→ WHAT YOU WILL DO
Your task is to print all of the data word for word.

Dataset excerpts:
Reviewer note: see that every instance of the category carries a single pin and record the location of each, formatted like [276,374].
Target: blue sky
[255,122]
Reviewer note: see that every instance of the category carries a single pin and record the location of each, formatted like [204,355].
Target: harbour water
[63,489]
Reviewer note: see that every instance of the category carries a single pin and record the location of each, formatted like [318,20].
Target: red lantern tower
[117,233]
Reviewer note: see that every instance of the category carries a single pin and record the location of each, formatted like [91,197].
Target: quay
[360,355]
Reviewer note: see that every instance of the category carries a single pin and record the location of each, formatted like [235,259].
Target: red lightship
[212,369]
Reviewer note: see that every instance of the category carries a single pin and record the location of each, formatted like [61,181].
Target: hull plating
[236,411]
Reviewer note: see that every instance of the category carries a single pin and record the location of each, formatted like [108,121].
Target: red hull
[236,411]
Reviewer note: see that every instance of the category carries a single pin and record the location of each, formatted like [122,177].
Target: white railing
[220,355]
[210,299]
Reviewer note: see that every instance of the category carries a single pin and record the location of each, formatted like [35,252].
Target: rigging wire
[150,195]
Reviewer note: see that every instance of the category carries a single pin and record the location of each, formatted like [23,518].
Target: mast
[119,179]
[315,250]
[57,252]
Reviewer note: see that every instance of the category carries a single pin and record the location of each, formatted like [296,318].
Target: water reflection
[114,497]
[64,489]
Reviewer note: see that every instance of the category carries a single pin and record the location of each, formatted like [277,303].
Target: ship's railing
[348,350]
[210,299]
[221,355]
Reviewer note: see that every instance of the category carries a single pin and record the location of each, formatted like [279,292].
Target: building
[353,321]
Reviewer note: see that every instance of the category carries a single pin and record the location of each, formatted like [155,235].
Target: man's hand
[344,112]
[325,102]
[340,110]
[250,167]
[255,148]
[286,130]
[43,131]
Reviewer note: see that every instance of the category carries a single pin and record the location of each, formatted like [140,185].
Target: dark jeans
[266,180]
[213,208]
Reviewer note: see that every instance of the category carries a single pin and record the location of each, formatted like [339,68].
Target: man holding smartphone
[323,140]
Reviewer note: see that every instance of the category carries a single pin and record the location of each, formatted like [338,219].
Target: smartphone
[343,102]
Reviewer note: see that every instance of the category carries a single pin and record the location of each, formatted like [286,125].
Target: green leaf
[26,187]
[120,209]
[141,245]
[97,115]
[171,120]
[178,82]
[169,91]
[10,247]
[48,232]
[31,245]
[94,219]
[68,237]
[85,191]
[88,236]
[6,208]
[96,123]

→ WRITTEN SOLUTION
Reviewer note: see that every instance of the category carries a single pin and record the location of each, formatted like [276,374].
Target: blue sky
[255,122]
Reviewer note: see that every instance of the category carries a single pin and record the location of each, formatted like [204,355].
Target: harbour water
[63,489]
Reviewer note: see that every instance of the category carries a single pin and record the location of each, formatted like [318,20].
Target: red lantern tower
[117,233]
Reviewer note: see that every instance of the category carries a single pin and record the location of each, formatted like [91,197].
Target: quay
[360,355]
Reviewer note: see that every instance of the category carries a single pin and record the location of each, formatted like [235,259].
Target: red lightship
[212,369]
Reviewer note: see that every instance of the category carries a single pin and record the location of each, formatted like [61,181].
Target: hull plating
[236,411]
Reviewer note: see that every instance of the category carries a single pin and record the location of each, formatted like [108,121].
Target: red hull
[236,411]
Reviewer note: see that every instance of the category carries a single pin and record the location of each, formatted like [122,177].
Target: white railing
[220,355]
[210,299]
Reviewer note: see that every instance of the category carries a single pin and record the location of each, formatted like [35,252].
Target: rigging wire
[150,195]
Reviewer note: see that every instance of the category carries a single pin and record the location of each, formatted like [23,518].
Target: mast
[119,179]
[315,250]
[57,252]
Reviewer note: see that every instance of the category carries a single pin and record the location of each, formatted like [296,318].
Target: water reflection
[114,497]
[64,489]
Reviewer note: see that every instance of the category carries a single pin and record the location of each, formatted like [277,303].
Target: ship's railing
[348,350]
[210,299]
[221,355]
Reviewer note: see that every instance of the category carries a single pin and record the location of each, formatted like [279,292].
Target: building
[353,321]
Reviewer note: see that every instance of the category carries a single pin and record the location of each, formatted like [155,235].
Target: man's hand
[344,112]
[325,102]
[340,110]
[250,167]
[255,148]
[286,130]
[43,131]
Reviewer note: see that every instance of the category carries a single pin and record the location of each, formatted like [140,185].
Target: dark jeans
[266,180]
[213,208]
Reviewer note: see that every instance of the category carries a single pin and record the location of each, formatted like [339,68].
Target: man holding smartphone
[323,140]
Reviewer note: see that every instance of the category carries a single pin and record the location of each, formatted like [338,219].
Target: smartphone
[343,102]
Reviewer note: see that every instance of the category carries a single pin and record the location of each, formatted like [286,125].
Target: green leaf
[26,187]
[120,209]
[141,245]
[97,115]
[171,120]
[178,82]
[169,91]
[10,247]
[48,232]
[31,245]
[94,219]
[68,237]
[85,191]
[88,236]
[6,208]
[96,123]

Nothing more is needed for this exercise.